- YOUR TASK -
Please copy every one of the entries below word for word, keeping each line as it stands.

(Entries drawn from a collection)

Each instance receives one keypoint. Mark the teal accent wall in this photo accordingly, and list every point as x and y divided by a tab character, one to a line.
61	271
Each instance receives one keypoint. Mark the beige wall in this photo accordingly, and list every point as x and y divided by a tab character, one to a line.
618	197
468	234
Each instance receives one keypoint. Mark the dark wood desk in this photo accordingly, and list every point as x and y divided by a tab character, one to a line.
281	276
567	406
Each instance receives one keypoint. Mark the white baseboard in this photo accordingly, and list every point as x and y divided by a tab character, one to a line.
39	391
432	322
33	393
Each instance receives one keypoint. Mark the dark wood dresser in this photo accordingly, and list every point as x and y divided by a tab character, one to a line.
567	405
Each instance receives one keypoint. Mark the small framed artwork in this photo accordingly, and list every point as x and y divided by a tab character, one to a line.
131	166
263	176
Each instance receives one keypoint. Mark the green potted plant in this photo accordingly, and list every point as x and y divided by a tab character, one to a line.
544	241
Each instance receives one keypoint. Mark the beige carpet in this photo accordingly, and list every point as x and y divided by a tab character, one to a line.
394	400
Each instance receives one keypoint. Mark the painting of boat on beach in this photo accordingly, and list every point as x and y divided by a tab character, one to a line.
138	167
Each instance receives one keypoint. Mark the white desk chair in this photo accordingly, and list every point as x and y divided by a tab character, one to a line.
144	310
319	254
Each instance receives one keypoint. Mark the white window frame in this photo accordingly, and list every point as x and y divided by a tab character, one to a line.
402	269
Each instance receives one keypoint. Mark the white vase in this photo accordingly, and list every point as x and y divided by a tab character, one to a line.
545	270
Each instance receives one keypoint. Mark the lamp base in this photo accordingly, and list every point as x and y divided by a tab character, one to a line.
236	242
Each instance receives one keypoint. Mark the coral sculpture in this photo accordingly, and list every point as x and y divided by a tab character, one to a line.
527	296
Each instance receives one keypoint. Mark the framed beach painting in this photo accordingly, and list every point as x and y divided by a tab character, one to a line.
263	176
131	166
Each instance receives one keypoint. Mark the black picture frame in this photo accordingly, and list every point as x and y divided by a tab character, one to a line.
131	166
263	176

- SOLUTION TO THIS EXERCISE -
Each instance receives one keypoint. Mark the teal accent wall in this photo accordingly, and list every point as x and y divided by a tab character, one to a line.
61	271
Each instance receives one keypoint. Mark the beige wall in this photo accordingly, and list every point as x and y divided by a tab character, one to a line.
618	197
468	234
Each instance receives one keypoint. Mark the dark wood desk in this photo accordingly, and list every point as x and y divided by a tab character, one to a line.
281	276
567	406
Each instance receives one keypoint. Mark the white baseboard in this photo accordingly, and list every point as x and y divided by a tab character, one to a line.
39	391
432	322
33	393
Each instance receives one keypoint. Mark the dark wood dresser in this photo accordingly, and list every point as x and y divided by a tab character, one to a line.
567	405
Each instance receives one keypoint. Mark the small framed artwork in this photo accordingly, and list every point as x and y divided by a tab character, one to a line.
131	166
263	176
Each instance receives one keypoint. Mark the green potted plant in this photo accordingly, and list every point as x and y divided by a tab character, one to a line.
544	241
Each instance receives one keypoint. Mark the beige carpet in this photo accordingly, and list every point as x and y divided by a tab character, one to a line.
394	400
Each instance receives one keypoint. Mark the painting of boat on beach in this photo accordingly, and list every point as x and y divided by a tab character, one to a line.
138	167
Each instance receives one keypoint. Mark the white desk chair in this photo accordingly, and list every point as x and y divided by a tab character, one to a line.
144	310
319	254
Each instance receives one keypoint. Mark the white window frame in this photo accordingly, and list every point as x and y divided by a tab character, one to a line.
402	269
Each instance receives one keypoint. Mark the white vase in this photo accordingly, and list every point as x and y divided by a tab character, one to a line.
545	270
Each instance receives one keypoint. Mark the lamp base in this photo accordingly, and list every point as x and y divided by a tab character, one to a line.
236	242
Each instance receives one keypoint. Mark the coral sculpture in this photo accordingly, and list every point as x and y divided by a tab character, one to a line.
527	296
Each instance receives one keypoint. Mark the framed beach painting in this photo accordingly, and list every point as x and y divided by a tab character, one to a line.
263	176
131	166
Each instance receives one keypoint. Mark the black picture frame in this photo accordingly, and list every point as x and y divided by a tab character, one to a line.
131	166
263	176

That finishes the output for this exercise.